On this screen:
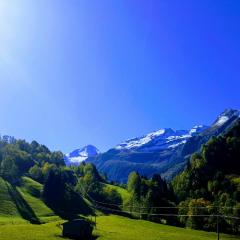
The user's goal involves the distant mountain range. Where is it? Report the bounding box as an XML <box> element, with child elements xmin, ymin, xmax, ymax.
<box><xmin>64</xmin><ymin>145</ymin><xmax>100</xmax><ymax>165</ymax></box>
<box><xmin>65</xmin><ymin>109</ymin><xmax>240</xmax><ymax>182</ymax></box>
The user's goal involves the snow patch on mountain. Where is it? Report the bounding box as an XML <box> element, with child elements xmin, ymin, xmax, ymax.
<box><xmin>115</xmin><ymin>125</ymin><xmax>207</xmax><ymax>152</ymax></box>
<box><xmin>64</xmin><ymin>145</ymin><xmax>100</xmax><ymax>165</ymax></box>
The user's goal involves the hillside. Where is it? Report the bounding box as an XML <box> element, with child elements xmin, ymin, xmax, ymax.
<box><xmin>0</xmin><ymin>177</ymin><xmax>60</xmax><ymax>223</ymax></box>
<box><xmin>0</xmin><ymin>215</ymin><xmax>238</xmax><ymax>240</ymax></box>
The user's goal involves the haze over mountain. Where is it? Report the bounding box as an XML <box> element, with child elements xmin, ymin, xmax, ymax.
<box><xmin>64</xmin><ymin>145</ymin><xmax>100</xmax><ymax>165</ymax></box>
<box><xmin>79</xmin><ymin>109</ymin><xmax>240</xmax><ymax>182</ymax></box>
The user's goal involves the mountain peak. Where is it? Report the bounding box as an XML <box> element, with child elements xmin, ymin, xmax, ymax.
<box><xmin>64</xmin><ymin>144</ymin><xmax>100</xmax><ymax>165</ymax></box>
<box><xmin>213</xmin><ymin>108</ymin><xmax>240</xmax><ymax>127</ymax></box>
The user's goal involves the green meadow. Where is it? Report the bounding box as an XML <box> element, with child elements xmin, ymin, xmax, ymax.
<box><xmin>0</xmin><ymin>215</ymin><xmax>239</xmax><ymax>240</ymax></box>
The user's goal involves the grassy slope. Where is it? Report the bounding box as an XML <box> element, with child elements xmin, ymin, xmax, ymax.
<box><xmin>0</xmin><ymin>177</ymin><xmax>60</xmax><ymax>224</ymax></box>
<box><xmin>94</xmin><ymin>215</ymin><xmax>239</xmax><ymax>240</ymax></box>
<box><xmin>17</xmin><ymin>177</ymin><xmax>60</xmax><ymax>222</ymax></box>
<box><xmin>103</xmin><ymin>183</ymin><xmax>130</xmax><ymax>203</ymax></box>
<box><xmin>0</xmin><ymin>178</ymin><xmax>25</xmax><ymax>224</ymax></box>
<box><xmin>0</xmin><ymin>215</ymin><xmax>239</xmax><ymax>240</ymax></box>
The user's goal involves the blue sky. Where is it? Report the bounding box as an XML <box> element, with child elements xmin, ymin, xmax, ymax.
<box><xmin>0</xmin><ymin>0</ymin><xmax>240</xmax><ymax>152</ymax></box>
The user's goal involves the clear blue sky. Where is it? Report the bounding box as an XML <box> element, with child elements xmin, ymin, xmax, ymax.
<box><xmin>0</xmin><ymin>0</ymin><xmax>240</xmax><ymax>152</ymax></box>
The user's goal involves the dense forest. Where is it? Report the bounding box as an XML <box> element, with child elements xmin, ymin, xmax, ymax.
<box><xmin>0</xmin><ymin>121</ymin><xmax>240</xmax><ymax>233</ymax></box>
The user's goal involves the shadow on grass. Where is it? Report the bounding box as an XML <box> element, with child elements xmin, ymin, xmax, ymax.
<box><xmin>7</xmin><ymin>184</ymin><xmax>41</xmax><ymax>224</ymax></box>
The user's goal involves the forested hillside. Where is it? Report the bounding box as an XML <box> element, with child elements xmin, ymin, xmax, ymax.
<box><xmin>0</xmin><ymin>121</ymin><xmax>240</xmax><ymax>234</ymax></box>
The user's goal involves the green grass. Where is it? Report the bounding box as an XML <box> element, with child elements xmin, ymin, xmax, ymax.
<box><xmin>103</xmin><ymin>183</ymin><xmax>130</xmax><ymax>204</ymax></box>
<box><xmin>0</xmin><ymin>222</ymin><xmax>66</xmax><ymax>240</ymax></box>
<box><xmin>0</xmin><ymin>215</ymin><xmax>239</xmax><ymax>240</ymax></box>
<box><xmin>17</xmin><ymin>177</ymin><xmax>60</xmax><ymax>222</ymax></box>
<box><xmin>94</xmin><ymin>215</ymin><xmax>239</xmax><ymax>240</ymax></box>
<box><xmin>0</xmin><ymin>178</ymin><xmax>21</xmax><ymax>220</ymax></box>
<box><xmin>0</xmin><ymin>177</ymin><xmax>60</xmax><ymax>224</ymax></box>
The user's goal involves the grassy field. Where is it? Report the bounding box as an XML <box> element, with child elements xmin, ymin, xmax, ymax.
<box><xmin>0</xmin><ymin>177</ymin><xmax>60</xmax><ymax>224</ymax></box>
<box><xmin>103</xmin><ymin>183</ymin><xmax>130</xmax><ymax>204</ymax></box>
<box><xmin>0</xmin><ymin>177</ymin><xmax>238</xmax><ymax>240</ymax></box>
<box><xmin>0</xmin><ymin>215</ymin><xmax>239</xmax><ymax>240</ymax></box>
<box><xmin>17</xmin><ymin>177</ymin><xmax>60</xmax><ymax>222</ymax></box>
<box><xmin>94</xmin><ymin>215</ymin><xmax>239</xmax><ymax>240</ymax></box>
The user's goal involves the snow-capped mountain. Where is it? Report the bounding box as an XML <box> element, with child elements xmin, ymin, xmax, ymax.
<box><xmin>86</xmin><ymin>109</ymin><xmax>240</xmax><ymax>182</ymax></box>
<box><xmin>64</xmin><ymin>145</ymin><xmax>100</xmax><ymax>165</ymax></box>
<box><xmin>115</xmin><ymin>125</ymin><xmax>208</xmax><ymax>152</ymax></box>
<box><xmin>213</xmin><ymin>109</ymin><xmax>240</xmax><ymax>127</ymax></box>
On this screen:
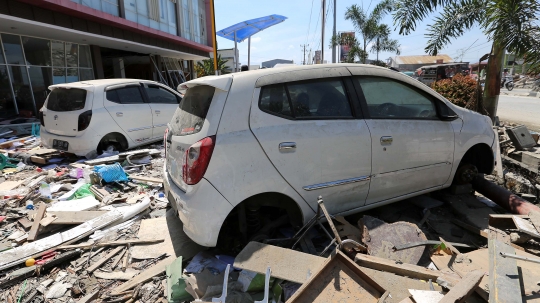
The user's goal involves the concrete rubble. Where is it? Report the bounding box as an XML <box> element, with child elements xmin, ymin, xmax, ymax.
<box><xmin>0</xmin><ymin>129</ymin><xmax>540</xmax><ymax>303</ymax></box>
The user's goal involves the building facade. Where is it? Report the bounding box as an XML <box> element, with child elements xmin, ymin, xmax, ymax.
<box><xmin>0</xmin><ymin>0</ymin><xmax>212</xmax><ymax>123</ymax></box>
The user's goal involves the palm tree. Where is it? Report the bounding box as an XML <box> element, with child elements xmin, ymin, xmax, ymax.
<box><xmin>195</xmin><ymin>55</ymin><xmax>229</xmax><ymax>77</ymax></box>
<box><xmin>393</xmin><ymin>0</ymin><xmax>540</xmax><ymax>119</ymax></box>
<box><xmin>345</xmin><ymin>0</ymin><xmax>399</xmax><ymax>63</ymax></box>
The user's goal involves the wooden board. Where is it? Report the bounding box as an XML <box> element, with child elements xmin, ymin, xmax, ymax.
<box><xmin>131</xmin><ymin>209</ymin><xmax>203</xmax><ymax>260</ymax></box>
<box><xmin>0</xmin><ymin>210</ymin><xmax>122</xmax><ymax>270</ymax></box>
<box><xmin>512</xmin><ymin>216</ymin><xmax>540</xmax><ymax>239</ymax></box>
<box><xmin>488</xmin><ymin>237</ymin><xmax>522</xmax><ymax>303</ymax></box>
<box><xmin>234</xmin><ymin>242</ymin><xmax>326</xmax><ymax>283</ymax></box>
<box><xmin>28</xmin><ymin>203</ymin><xmax>47</xmax><ymax>241</ymax></box>
<box><xmin>286</xmin><ymin>252</ymin><xmax>386</xmax><ymax>303</ymax></box>
<box><xmin>47</xmin><ymin>210</ymin><xmax>107</xmax><ymax>225</ymax></box>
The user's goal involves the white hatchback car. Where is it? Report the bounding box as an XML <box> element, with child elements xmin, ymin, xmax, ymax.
<box><xmin>39</xmin><ymin>79</ymin><xmax>182</xmax><ymax>156</ymax></box>
<box><xmin>164</xmin><ymin>64</ymin><xmax>495</xmax><ymax>246</ymax></box>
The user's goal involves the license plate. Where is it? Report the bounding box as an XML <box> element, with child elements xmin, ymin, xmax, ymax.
<box><xmin>53</xmin><ymin>139</ymin><xmax>69</xmax><ymax>151</ymax></box>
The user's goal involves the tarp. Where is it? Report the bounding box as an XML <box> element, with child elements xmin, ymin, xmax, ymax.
<box><xmin>216</xmin><ymin>15</ymin><xmax>287</xmax><ymax>42</ymax></box>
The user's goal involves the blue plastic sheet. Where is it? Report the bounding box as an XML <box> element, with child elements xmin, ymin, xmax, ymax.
<box><xmin>94</xmin><ymin>163</ymin><xmax>128</xmax><ymax>182</ymax></box>
<box><xmin>216</xmin><ymin>15</ymin><xmax>287</xmax><ymax>42</ymax></box>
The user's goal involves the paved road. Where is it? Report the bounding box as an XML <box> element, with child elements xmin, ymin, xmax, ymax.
<box><xmin>497</xmin><ymin>95</ymin><xmax>540</xmax><ymax>132</ymax></box>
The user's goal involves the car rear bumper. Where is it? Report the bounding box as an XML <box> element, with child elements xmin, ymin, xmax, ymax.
<box><xmin>163</xmin><ymin>166</ymin><xmax>233</xmax><ymax>247</ymax></box>
<box><xmin>40</xmin><ymin>127</ymin><xmax>100</xmax><ymax>157</ymax></box>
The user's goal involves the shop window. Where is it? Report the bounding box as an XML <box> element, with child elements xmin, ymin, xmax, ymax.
<box><xmin>66</xmin><ymin>43</ymin><xmax>79</xmax><ymax>67</ymax></box>
<box><xmin>22</xmin><ymin>37</ymin><xmax>51</xmax><ymax>66</ymax></box>
<box><xmin>0</xmin><ymin>65</ymin><xmax>17</xmax><ymax>118</ymax></box>
<box><xmin>2</xmin><ymin>34</ymin><xmax>25</xmax><ymax>65</ymax></box>
<box><xmin>52</xmin><ymin>41</ymin><xmax>66</xmax><ymax>66</ymax></box>
<box><xmin>8</xmin><ymin>65</ymin><xmax>34</xmax><ymax>117</ymax></box>
<box><xmin>28</xmin><ymin>66</ymin><xmax>52</xmax><ymax>110</ymax></box>
<box><xmin>53</xmin><ymin>68</ymin><xmax>66</xmax><ymax>84</ymax></box>
<box><xmin>79</xmin><ymin>45</ymin><xmax>92</xmax><ymax>68</ymax></box>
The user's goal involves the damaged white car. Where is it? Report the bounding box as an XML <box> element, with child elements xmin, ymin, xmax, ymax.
<box><xmin>164</xmin><ymin>64</ymin><xmax>495</xmax><ymax>247</ymax></box>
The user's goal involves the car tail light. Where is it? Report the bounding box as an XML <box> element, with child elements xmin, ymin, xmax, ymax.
<box><xmin>38</xmin><ymin>110</ymin><xmax>45</xmax><ymax>126</ymax></box>
<box><xmin>182</xmin><ymin>136</ymin><xmax>216</xmax><ymax>185</ymax></box>
<box><xmin>77</xmin><ymin>110</ymin><xmax>92</xmax><ymax>131</ymax></box>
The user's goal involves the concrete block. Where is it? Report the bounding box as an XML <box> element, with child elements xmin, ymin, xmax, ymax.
<box><xmin>506</xmin><ymin>125</ymin><xmax>536</xmax><ymax>150</ymax></box>
<box><xmin>521</xmin><ymin>151</ymin><xmax>540</xmax><ymax>169</ymax></box>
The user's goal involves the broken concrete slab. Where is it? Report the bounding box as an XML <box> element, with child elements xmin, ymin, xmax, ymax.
<box><xmin>358</xmin><ymin>216</ymin><xmax>427</xmax><ymax>264</ymax></box>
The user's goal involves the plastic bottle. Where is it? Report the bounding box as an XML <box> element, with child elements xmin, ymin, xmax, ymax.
<box><xmin>39</xmin><ymin>182</ymin><xmax>52</xmax><ymax>199</ymax></box>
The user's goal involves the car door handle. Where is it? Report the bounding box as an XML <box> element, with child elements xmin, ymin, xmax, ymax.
<box><xmin>381</xmin><ymin>136</ymin><xmax>394</xmax><ymax>145</ymax></box>
<box><xmin>279</xmin><ymin>142</ymin><xmax>296</xmax><ymax>150</ymax></box>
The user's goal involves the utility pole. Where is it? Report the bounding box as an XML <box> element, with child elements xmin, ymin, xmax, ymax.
<box><xmin>332</xmin><ymin>0</ymin><xmax>337</xmax><ymax>63</ymax></box>
<box><xmin>300</xmin><ymin>44</ymin><xmax>309</xmax><ymax>65</ymax></box>
<box><xmin>321</xmin><ymin>0</ymin><xmax>326</xmax><ymax>64</ymax></box>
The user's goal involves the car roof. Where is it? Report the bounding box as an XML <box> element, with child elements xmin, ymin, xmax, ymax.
<box><xmin>49</xmin><ymin>78</ymin><xmax>159</xmax><ymax>90</ymax></box>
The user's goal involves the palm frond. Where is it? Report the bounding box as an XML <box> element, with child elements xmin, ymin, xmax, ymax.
<box><xmin>425</xmin><ymin>0</ymin><xmax>485</xmax><ymax>55</ymax></box>
<box><xmin>393</xmin><ymin>0</ymin><xmax>456</xmax><ymax>35</ymax></box>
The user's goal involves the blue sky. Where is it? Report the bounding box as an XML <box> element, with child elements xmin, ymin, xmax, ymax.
<box><xmin>214</xmin><ymin>0</ymin><xmax>491</xmax><ymax>65</ymax></box>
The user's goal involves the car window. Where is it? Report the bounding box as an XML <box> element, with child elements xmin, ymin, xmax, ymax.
<box><xmin>144</xmin><ymin>84</ymin><xmax>180</xmax><ymax>104</ymax></box>
<box><xmin>259</xmin><ymin>84</ymin><xmax>293</xmax><ymax>118</ymax></box>
<box><xmin>356</xmin><ymin>77</ymin><xmax>437</xmax><ymax>119</ymax></box>
<box><xmin>287</xmin><ymin>79</ymin><xmax>352</xmax><ymax>118</ymax></box>
<box><xmin>47</xmin><ymin>88</ymin><xmax>86</xmax><ymax>112</ymax></box>
<box><xmin>170</xmin><ymin>85</ymin><xmax>216</xmax><ymax>136</ymax></box>
<box><xmin>107</xmin><ymin>85</ymin><xmax>144</xmax><ymax>104</ymax></box>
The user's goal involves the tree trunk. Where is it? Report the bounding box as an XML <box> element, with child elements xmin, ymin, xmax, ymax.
<box><xmin>483</xmin><ymin>41</ymin><xmax>505</xmax><ymax>121</ymax></box>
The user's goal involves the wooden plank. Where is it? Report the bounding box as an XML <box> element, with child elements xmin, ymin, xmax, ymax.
<box><xmin>488</xmin><ymin>236</ymin><xmax>522</xmax><ymax>303</ymax></box>
<box><xmin>512</xmin><ymin>216</ymin><xmax>540</xmax><ymax>238</ymax></box>
<box><xmin>47</xmin><ymin>210</ymin><xmax>107</xmax><ymax>224</ymax></box>
<box><xmin>354</xmin><ymin>254</ymin><xmax>460</xmax><ymax>285</ymax></box>
<box><xmin>529</xmin><ymin>211</ymin><xmax>540</xmax><ymax>233</ymax></box>
<box><xmin>234</xmin><ymin>242</ymin><xmax>326</xmax><ymax>284</ymax></box>
<box><xmin>111</xmin><ymin>256</ymin><xmax>176</xmax><ymax>296</ymax></box>
<box><xmin>129</xmin><ymin>175</ymin><xmax>163</xmax><ymax>183</ymax></box>
<box><xmin>86</xmin><ymin>246</ymin><xmax>124</xmax><ymax>273</ymax></box>
<box><xmin>0</xmin><ymin>209</ymin><xmax>122</xmax><ymax>270</ymax></box>
<box><xmin>28</xmin><ymin>203</ymin><xmax>47</xmax><ymax>241</ymax></box>
<box><xmin>439</xmin><ymin>270</ymin><xmax>484</xmax><ymax>303</ymax></box>
<box><xmin>56</xmin><ymin>238</ymin><xmax>165</xmax><ymax>254</ymax></box>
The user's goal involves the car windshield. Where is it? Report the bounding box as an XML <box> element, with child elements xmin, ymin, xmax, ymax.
<box><xmin>171</xmin><ymin>85</ymin><xmax>216</xmax><ymax>136</ymax></box>
<box><xmin>47</xmin><ymin>88</ymin><xmax>86</xmax><ymax>112</ymax></box>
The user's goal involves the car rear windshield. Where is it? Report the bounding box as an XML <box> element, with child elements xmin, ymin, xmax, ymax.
<box><xmin>47</xmin><ymin>88</ymin><xmax>86</xmax><ymax>112</ymax></box>
<box><xmin>171</xmin><ymin>85</ymin><xmax>216</xmax><ymax>136</ymax></box>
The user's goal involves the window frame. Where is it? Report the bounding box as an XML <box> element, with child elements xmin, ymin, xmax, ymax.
<box><xmin>351</xmin><ymin>75</ymin><xmax>447</xmax><ymax>121</ymax></box>
<box><xmin>257</xmin><ymin>77</ymin><xmax>363</xmax><ymax>121</ymax></box>
<box><xmin>103</xmin><ymin>83</ymin><xmax>150</xmax><ymax>105</ymax></box>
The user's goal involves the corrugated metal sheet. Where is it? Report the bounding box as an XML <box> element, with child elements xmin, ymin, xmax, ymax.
<box><xmin>396</xmin><ymin>55</ymin><xmax>454</xmax><ymax>64</ymax></box>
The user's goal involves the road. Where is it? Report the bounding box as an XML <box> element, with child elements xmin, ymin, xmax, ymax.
<box><xmin>497</xmin><ymin>92</ymin><xmax>540</xmax><ymax>132</ymax></box>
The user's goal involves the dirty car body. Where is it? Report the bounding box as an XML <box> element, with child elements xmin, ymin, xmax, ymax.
<box><xmin>39</xmin><ymin>79</ymin><xmax>182</xmax><ymax>156</ymax></box>
<box><xmin>164</xmin><ymin>64</ymin><xmax>495</xmax><ymax>247</ymax></box>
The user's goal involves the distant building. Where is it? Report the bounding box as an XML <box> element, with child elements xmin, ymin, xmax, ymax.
<box><xmin>210</xmin><ymin>48</ymin><xmax>240</xmax><ymax>73</ymax></box>
<box><xmin>387</xmin><ymin>55</ymin><xmax>454</xmax><ymax>71</ymax></box>
<box><xmin>261</xmin><ymin>59</ymin><xmax>294</xmax><ymax>68</ymax></box>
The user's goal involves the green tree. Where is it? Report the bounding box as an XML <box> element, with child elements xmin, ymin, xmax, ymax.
<box><xmin>195</xmin><ymin>54</ymin><xmax>228</xmax><ymax>77</ymax></box>
<box><xmin>393</xmin><ymin>0</ymin><xmax>540</xmax><ymax>119</ymax></box>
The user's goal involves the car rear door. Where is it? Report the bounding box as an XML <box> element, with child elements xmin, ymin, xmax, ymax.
<box><xmin>353</xmin><ymin>74</ymin><xmax>454</xmax><ymax>204</ymax></box>
<box><xmin>250</xmin><ymin>71</ymin><xmax>371</xmax><ymax>214</ymax></box>
<box><xmin>143</xmin><ymin>83</ymin><xmax>181</xmax><ymax>140</ymax></box>
<box><xmin>43</xmin><ymin>86</ymin><xmax>93</xmax><ymax>137</ymax></box>
<box><xmin>103</xmin><ymin>82</ymin><xmax>152</xmax><ymax>144</ymax></box>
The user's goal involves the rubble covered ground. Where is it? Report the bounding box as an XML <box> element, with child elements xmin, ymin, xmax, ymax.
<box><xmin>0</xmin><ymin>129</ymin><xmax>540</xmax><ymax>303</ymax></box>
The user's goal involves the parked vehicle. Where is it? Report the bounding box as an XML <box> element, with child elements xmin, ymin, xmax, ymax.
<box><xmin>164</xmin><ymin>64</ymin><xmax>495</xmax><ymax>246</ymax></box>
<box><xmin>39</xmin><ymin>79</ymin><xmax>182</xmax><ymax>156</ymax></box>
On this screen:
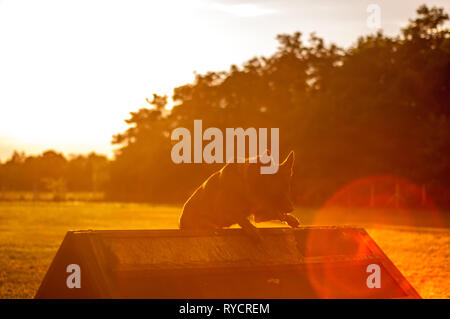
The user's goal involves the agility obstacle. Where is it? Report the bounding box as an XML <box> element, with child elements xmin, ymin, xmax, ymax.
<box><xmin>36</xmin><ymin>226</ymin><xmax>420</xmax><ymax>299</ymax></box>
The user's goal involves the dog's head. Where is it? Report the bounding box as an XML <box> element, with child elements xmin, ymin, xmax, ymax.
<box><xmin>251</xmin><ymin>151</ymin><xmax>295</xmax><ymax>222</ymax></box>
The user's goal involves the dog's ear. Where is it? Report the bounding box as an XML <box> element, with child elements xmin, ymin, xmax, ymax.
<box><xmin>280</xmin><ymin>151</ymin><xmax>295</xmax><ymax>176</ymax></box>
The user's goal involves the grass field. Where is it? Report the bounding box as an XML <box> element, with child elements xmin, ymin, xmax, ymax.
<box><xmin>0</xmin><ymin>201</ymin><xmax>450</xmax><ymax>298</ymax></box>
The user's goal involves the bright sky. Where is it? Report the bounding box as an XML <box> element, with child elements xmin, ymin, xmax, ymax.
<box><xmin>0</xmin><ymin>0</ymin><xmax>450</xmax><ymax>160</ymax></box>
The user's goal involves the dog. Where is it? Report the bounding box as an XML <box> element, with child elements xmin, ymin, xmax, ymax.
<box><xmin>180</xmin><ymin>151</ymin><xmax>300</xmax><ymax>237</ymax></box>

•••••

◆ What to work on ◆
Retype the material above word for word, starting at the line with "The user's goal involves the bright" and continuing through its final line.

◆ Correct output ◆
The user's goal involves the bright sky. Where is it? Report the bounding box as an XML <box> element, with child elements xmin, ymin, xmax, ymax.
<box><xmin>0</xmin><ymin>0</ymin><xmax>450</xmax><ymax>160</ymax></box>
The user's goal involves the dog. Where is it? Report the bounding box as an XML <box> element, with child elements xmin, ymin, xmax, ymax.
<box><xmin>180</xmin><ymin>151</ymin><xmax>300</xmax><ymax>237</ymax></box>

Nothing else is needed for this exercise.